__指示 A__. 干柿の文章にある「島根の干柿は西条柿という種類で、Mサイズ一袋約70個で2000円で売られている。」という一文を英語にするとどうなりますか？
__指示 B__. 干柿の文章のうち、「自作のは太陽光をたっぷり吸収」から「ずにほっとけば干柿ができる。」までを一字も変えずに書き出してもらえますか？

__本文抜粋__.
-------------------------
日本の島根に着任して初めて迎えた春、スーパーで地元産の干柿を買って食べた。もともと干柿は好きだったし、学生の頃もよく安い中国製の干柿を食べていた。この島根の干柿は1個300円と高かったが、それに感動したのが始まりだった。

 

それから一年たって秋が近づいて柿が出回り始めた頃、地元出身の学生に地元の人達が干柿を買う場所があるか聞いてみた。すると家では自分で作っていると言うのだ。それなら私にも作れるかもしれない、と言うことでネットで調査してみたら作り方がたくさん出てきた。 島根の干柿は西条柿という種類で、Mサイズ一袋約70個で2000円で売られている。一個30円の生柿が300円の干柿になるのだからすごい付加価値である。皮を剥き、紐で吊るし、熱湯に10秒浸けるか焼酎に浸けるかして殺菌してから外に吊るす。殺菌は両方とも試したができ具合に差はない。ベランダに干せば2週間程で渋が抜けて食べられるようになる。この時点では中が水っぽく、あんぽ柿のような状態である。ただしこの状態では保存が効かないので、市販のあんぽ柿は硫化物にくぐらせて保存できるようにしてある。しかし市販のものは1個200円でも、旨みや香りは自作のものには程遠い。

 

自作のは太陽光をたっぷり吸収して、転換された旨みが広がるので格別であった。市販品のはおそらく十分には天日に晒されていないのであろう。 山陰の11月は殆どが薄曇りで、その合間に陽が射し、にわか雨もよく降る。陽射しが強すぎては温度が上がってショウジョウバエが湧く。かといって日射しがなければ紫外線による旨みは出てこない。そして雨に濡れてしまえば雨が取り込んだカビの胞子で干し柿はカビる。だから干し柿に適した期間は短く、その上に不安定な気候状態の中で、条件が三拍子そろった時にだけ出来の良いものができると言える。去年はあんぽ柿の出来に満足していたら、その後雨にぬれて柿はカビた上にショウジョウバエが発生して失敗してしまった。即座に再チャレンジしてからは毎日欠かさず天気予報をチェックして、降水確率が高ければ部屋にしまい込んだ。部屋のふすまは全開して風を貫通させて乾燥を促す。その甲斐あってその回は綺麗な干柿ができた。

 

そして更に3度目。すでに12月に入っていた。この時期はほぼ毎日曇りで降水確率が50%を超えていたので、室内で影干しにした。失敗はしなかったものの柿は黒ずんでしまい、風味も乏しかった。去年はそれでおしまいとなった。 それからまた一年、私は2011年の経験を踏まえて更に多くの干柿を作ることにし、目標を500個とした。500個作るからには雨が降りそうだからと部屋に取り込むことはできない。そこでベランダに透明塩化ビ二ルシートを張ることにした。風を通すためにシートを適度な大きさに切って、風が吹けば開くようにした。これならば手間をかけずにほっとけば干柿ができる。
-------------------------
__学習資料__.
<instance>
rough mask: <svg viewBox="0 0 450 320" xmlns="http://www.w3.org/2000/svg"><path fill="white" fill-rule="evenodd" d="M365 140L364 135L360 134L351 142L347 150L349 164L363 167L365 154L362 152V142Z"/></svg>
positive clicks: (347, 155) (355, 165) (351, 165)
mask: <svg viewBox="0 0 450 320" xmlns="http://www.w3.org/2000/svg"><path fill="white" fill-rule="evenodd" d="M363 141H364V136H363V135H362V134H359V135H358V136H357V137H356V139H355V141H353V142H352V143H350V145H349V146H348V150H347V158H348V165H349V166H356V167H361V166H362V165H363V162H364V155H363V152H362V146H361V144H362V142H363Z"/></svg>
-------------------------
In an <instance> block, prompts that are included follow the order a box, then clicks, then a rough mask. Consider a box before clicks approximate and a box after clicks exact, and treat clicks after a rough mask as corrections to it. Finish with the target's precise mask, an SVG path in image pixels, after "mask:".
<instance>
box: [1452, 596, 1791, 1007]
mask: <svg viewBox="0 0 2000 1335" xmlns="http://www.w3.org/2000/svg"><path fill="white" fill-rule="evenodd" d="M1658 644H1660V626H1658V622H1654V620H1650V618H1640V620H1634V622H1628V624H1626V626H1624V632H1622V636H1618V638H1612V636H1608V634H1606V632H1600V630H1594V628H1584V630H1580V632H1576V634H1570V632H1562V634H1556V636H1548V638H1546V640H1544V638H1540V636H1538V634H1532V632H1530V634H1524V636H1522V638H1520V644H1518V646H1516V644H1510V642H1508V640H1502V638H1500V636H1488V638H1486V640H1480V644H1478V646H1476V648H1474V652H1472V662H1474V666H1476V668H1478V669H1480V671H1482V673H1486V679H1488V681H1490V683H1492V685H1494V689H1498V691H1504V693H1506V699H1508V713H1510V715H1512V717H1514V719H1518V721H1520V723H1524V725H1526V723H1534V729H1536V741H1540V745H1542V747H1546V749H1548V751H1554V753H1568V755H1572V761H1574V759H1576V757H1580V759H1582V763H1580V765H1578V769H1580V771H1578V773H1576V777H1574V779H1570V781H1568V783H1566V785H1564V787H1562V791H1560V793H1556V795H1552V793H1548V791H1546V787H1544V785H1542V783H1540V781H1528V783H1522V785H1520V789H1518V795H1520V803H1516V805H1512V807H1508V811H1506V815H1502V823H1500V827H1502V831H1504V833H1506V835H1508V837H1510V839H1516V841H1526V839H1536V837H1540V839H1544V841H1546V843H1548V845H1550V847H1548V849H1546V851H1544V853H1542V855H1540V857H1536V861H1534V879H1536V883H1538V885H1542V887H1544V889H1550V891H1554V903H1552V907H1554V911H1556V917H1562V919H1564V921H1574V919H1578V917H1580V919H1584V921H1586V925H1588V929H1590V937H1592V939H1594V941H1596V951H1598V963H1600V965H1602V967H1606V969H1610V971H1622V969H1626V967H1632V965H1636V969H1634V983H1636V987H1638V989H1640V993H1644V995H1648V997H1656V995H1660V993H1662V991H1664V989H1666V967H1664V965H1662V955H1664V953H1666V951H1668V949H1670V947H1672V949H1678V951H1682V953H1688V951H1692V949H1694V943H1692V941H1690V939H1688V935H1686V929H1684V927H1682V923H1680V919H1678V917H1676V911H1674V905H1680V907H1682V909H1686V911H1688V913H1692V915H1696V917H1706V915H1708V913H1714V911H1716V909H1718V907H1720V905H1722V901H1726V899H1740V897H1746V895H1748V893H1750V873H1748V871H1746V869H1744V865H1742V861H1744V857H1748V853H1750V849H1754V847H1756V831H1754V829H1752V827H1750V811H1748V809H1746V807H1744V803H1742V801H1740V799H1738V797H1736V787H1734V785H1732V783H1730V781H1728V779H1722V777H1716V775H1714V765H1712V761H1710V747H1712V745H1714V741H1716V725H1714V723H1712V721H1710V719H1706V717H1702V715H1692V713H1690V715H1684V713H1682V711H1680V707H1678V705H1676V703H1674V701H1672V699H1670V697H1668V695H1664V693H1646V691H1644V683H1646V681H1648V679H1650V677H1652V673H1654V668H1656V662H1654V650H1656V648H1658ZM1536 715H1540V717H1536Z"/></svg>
-------------------------
__解答欄 A__. Shimane's dried persimmons are of a variety called Saijo persimmon, and they are sold at about 70 M-size pieces per bag for 2,000 yen.

__解答欄 B__.
自作のは太陽光をたっぷり吸収して、転換された旨みが広がるので格別であった。市販品のはおそらく十分には天日に晒されていないのであろう。 山陰の11月は殆どが薄曇りで、その合間に陽が射し、にわか雨もよく降る。陽射しが強すぎては温度が上がってショウジョウバエが湧く。かといって日射しがなければ紫外線による旨みは出てこない。そして雨に濡れてしまえば雨が取り込んだカビの胞子で干し柿はカビる。だから干し柿に適した期間は短く、その上に不安定な気候状態の中で、条件が三拍子そろった時にだけ出来の良いものができると言える。去年はあんぽ柿の出来に満足していたら、その後雨にぬれて柿はカビた上にショウジョウバエが発生して失敗してしまった。即座に再チャレンジしてからは毎日欠かさず天気予報をチェックして、降水確率が高ければ部屋にしまい込んだ。部屋のふすまは全開して風を貫通させて乾燥を促す。その甲斐あってその回は綺麗な干柿ができた。

 

そして更に3度目。すでに12月に入っていた。この時期はほぼ毎日曇りで降水確率が50%を超えていたので、室内で影干しにした。失敗はしなかったものの柿は黒ずんでしまい、風味も乏しかった。去年はそれでおしまいとなった。 それからまた一年、私は2011年の経験を踏まえて更に多くの干柿を作ることにし、目標を500個とした。500個作るからには雨が降りそうだからと部屋に取り込むことはできない。そこでベランダに透明塩化ビ二ルシートを張ることにした。風を通すためにシートを適度な大きさに切って、風が吹けば開くようにした。これならば手間をかけずにほっとけば干柿ができる。